__PROBLEM TO WORK ON__. Please lay out every line of the records below as a Markdown table with two columns, Row and Line, numbering the rows and leaving out blank lines.

.....

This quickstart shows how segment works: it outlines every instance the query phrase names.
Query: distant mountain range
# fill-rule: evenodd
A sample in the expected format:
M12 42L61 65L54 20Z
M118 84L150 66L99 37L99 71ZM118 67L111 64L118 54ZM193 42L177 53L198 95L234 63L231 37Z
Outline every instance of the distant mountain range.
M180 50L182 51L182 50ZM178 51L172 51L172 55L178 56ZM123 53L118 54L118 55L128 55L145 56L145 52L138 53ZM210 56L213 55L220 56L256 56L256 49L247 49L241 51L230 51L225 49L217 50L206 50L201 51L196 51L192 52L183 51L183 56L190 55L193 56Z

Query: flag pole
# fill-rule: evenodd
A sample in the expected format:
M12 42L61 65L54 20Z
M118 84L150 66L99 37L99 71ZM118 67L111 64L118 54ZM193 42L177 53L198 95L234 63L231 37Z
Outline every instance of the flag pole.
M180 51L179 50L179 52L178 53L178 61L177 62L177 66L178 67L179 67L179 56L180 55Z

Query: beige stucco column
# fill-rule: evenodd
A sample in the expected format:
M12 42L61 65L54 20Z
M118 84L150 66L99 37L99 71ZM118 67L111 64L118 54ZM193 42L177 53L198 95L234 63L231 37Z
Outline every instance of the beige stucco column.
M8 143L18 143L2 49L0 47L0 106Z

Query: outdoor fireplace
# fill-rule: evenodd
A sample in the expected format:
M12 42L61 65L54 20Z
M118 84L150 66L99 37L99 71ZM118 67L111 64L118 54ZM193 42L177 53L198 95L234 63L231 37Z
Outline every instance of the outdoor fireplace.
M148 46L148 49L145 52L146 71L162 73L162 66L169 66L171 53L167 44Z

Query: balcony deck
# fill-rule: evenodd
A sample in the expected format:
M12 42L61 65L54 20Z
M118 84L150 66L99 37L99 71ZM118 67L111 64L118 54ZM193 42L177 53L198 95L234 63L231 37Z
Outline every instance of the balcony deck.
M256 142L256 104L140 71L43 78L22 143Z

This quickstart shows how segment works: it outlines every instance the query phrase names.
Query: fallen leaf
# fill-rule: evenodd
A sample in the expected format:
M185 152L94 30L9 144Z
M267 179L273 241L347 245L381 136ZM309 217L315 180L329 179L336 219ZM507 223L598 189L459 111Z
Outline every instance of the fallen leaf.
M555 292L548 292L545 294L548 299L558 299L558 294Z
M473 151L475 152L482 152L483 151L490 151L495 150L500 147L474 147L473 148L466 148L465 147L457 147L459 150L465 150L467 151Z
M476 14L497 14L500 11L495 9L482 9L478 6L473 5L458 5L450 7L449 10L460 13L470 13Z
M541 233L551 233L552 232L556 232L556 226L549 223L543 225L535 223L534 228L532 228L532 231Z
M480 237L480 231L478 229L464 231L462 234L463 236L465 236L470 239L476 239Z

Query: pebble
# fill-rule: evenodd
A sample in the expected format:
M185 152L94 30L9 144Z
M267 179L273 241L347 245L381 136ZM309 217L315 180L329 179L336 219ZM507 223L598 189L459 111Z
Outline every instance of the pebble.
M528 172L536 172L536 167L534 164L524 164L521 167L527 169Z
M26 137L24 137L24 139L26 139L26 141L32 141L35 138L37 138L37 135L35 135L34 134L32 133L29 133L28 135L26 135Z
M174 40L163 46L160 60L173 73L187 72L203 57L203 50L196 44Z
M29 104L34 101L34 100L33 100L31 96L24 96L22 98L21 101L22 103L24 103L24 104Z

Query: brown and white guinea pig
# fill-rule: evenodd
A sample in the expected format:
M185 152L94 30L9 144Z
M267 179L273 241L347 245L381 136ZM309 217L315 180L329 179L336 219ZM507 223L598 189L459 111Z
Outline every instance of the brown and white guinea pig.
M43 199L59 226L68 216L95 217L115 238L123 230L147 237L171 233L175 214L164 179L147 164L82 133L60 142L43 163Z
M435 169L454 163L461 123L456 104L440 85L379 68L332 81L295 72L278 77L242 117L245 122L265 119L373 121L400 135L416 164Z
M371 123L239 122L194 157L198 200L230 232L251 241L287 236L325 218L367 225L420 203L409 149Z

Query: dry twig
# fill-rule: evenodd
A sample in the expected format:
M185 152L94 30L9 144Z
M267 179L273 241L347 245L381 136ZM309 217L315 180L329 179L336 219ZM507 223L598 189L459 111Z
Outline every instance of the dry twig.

.....

__RESPONSE TO THIS EXERCISE__.
| Row | Line |
|---|---|
| 1 | This quickstart shows how segment works: it outlines every instance the query phrase names. |
| 2 | Query: distant mountain range |
| 3 | # fill-rule: evenodd |
| 4 | A sample in the expected format: |
| 5 | M12 42L61 65L54 20Z |
| 6 | M118 84L150 66L99 37L99 71ZM118 67L111 64L118 54ZM193 42L177 53L198 95L234 63L231 37Z |
| 7 | Outline every instance of the distant mountain range. |
| 8 | M180 50L182 51L182 50ZM178 51L172 51L172 55L178 56ZM123 53L118 54L118 55L128 55L145 56L145 52L138 53ZM210 56L213 55L220 56L256 56L256 49L247 49L241 51L230 51L225 49L217 50L206 50L201 51L196 51L192 52L183 51L183 56L190 55L193 56Z |
| 9 | Query: flag pole |
| 10 | # fill-rule: evenodd |
| 11 | A sample in the expected format: |
| 12 | M12 42L61 65L54 20Z |
| 13 | M118 84L150 66L99 37L99 71ZM118 67L111 64L118 54ZM193 42L177 53L198 95L234 63L231 37Z |
| 14 | Outline every instance of the flag pole. |
| 15 | M180 51L179 50L179 52L178 53L178 61L177 62L177 66L178 67L179 67L179 56L180 55Z |
| 16 | Query: beige stucco column |
| 17 | # fill-rule: evenodd |
| 18 | A sample in the expected format: |
| 19 | M12 42L61 65L54 20Z |
| 20 | M118 84L150 66L99 37L99 71ZM118 67L111 64L118 54ZM193 42L177 53L198 95L234 63L231 37Z |
| 21 | Outline every instance of the beige stucco column. |
| 22 | M8 143L18 143L2 49L0 47L0 106Z |
| 23 | Query: outdoor fireplace |
| 24 | # fill-rule: evenodd |
| 25 | A sample in the expected format: |
| 26 | M12 42L61 65L54 20Z |
| 27 | M118 84L150 66L99 37L99 71ZM118 67L111 64L118 54ZM193 42L177 53L198 95L234 63L231 37Z |
| 28 | Outline every instance of the outdoor fireplace. |
| 29 | M148 46L148 49L145 52L146 71L162 73L162 66L169 66L171 53L167 44Z |
| 30 | Query: balcony deck |
| 31 | # fill-rule: evenodd |
| 32 | A sample in the expected format: |
| 33 | M12 42L61 65L54 20Z |
| 34 | M118 84L150 66L99 37L99 71ZM118 67L111 64L118 54ZM193 42L177 53L198 95L234 63L231 37Z |
| 35 | Outline every instance of the balcony deck. |
| 36 | M256 142L256 104L140 71L43 78L22 143Z |
| 37 | This quickstart shows how segment works: it outlines every instance the query phrase names. |
| 38 | Query: fallen leaf |
| 39 | # fill-rule: evenodd |
| 40 | A sample in the expected format: |
| 41 | M185 152L94 30L9 144Z |
| 42 | M267 179L273 241L347 245L381 136ZM309 217L315 180L329 179L336 219ZM507 223L598 189L459 111Z |
| 43 | Outline every instance of the fallen leaf. |
| 44 | M555 292L548 292L545 294L548 299L558 299L558 294Z |
| 45 | M473 151L475 152L482 152L483 151L490 151L495 150L500 147L474 147L473 148L466 148L465 147L457 147L459 150L465 150L467 151Z |
| 46 | M476 14L497 14L500 11L495 9L482 9L478 6L473 5L458 5L450 7L449 10L460 13L470 13Z |
| 47 | M541 233L551 233L552 232L556 232L556 226L549 223L543 225L535 223L534 228L532 228L532 231Z |
| 48 | M480 237L480 231L478 229L464 231L462 234L463 236L465 236L470 239L476 239Z |
| 49 | Query: pebble |
| 50 | # fill-rule: evenodd |
| 51 | A sample in the expected format: |
| 52 | M185 152L94 30L9 144Z |
| 53 | M267 179L273 241L347 245L381 136ZM309 217L315 180L329 179L336 219ZM507 223L598 189L459 111Z |
| 54 | Outline every instance of the pebble. |
| 55 | M528 172L536 172L536 167L534 164L524 164L521 167L527 169Z |
| 56 | M26 137L24 137L24 139L26 139L26 141L32 141L35 138L37 138L37 135L35 135L34 134L32 133L29 133L28 135L26 135Z |
| 57 | M174 40L163 46L160 60L173 73L187 72L203 57L203 50L196 44Z |
| 58 | M29 104L34 101L34 100L33 100L31 96L24 96L22 98L21 101L22 103L24 103L24 104Z |
| 59 | Query: brown and white guinea pig |
| 60 | # fill-rule: evenodd |
| 61 | A sample in the expected format: |
| 62 | M185 152L94 30L9 144Z |
| 63 | M267 179L273 241L347 245L381 136ZM309 217L315 180L329 179L336 219ZM507 223L598 189L459 111Z |
| 64 | Outline every instance of the brown and white guinea pig. |
| 65 | M43 199L59 226L68 216L95 217L115 238L123 230L147 237L171 233L175 214L164 179L147 164L82 133L60 142L43 163Z |
| 66 | M435 169L454 163L461 123L456 104L440 85L379 68L332 81L295 72L278 77L242 117L245 122L265 119L373 121L400 135L416 164Z |
| 67 | M371 123L239 122L194 157L198 200L230 232L251 241L287 236L325 218L367 225L420 203L409 149Z |
| 68 | Query: dry twig |
| 69 | # fill-rule: evenodd |
| 70 | A sample in the expected format: |
| 71 | M185 152L94 30L9 144Z |
| 72 | M267 179L273 241L347 245L381 136ZM309 217L315 180L329 179L336 219ZM507 223L598 189L459 111Z |
| 73 | Outline every instance of the dry twig. |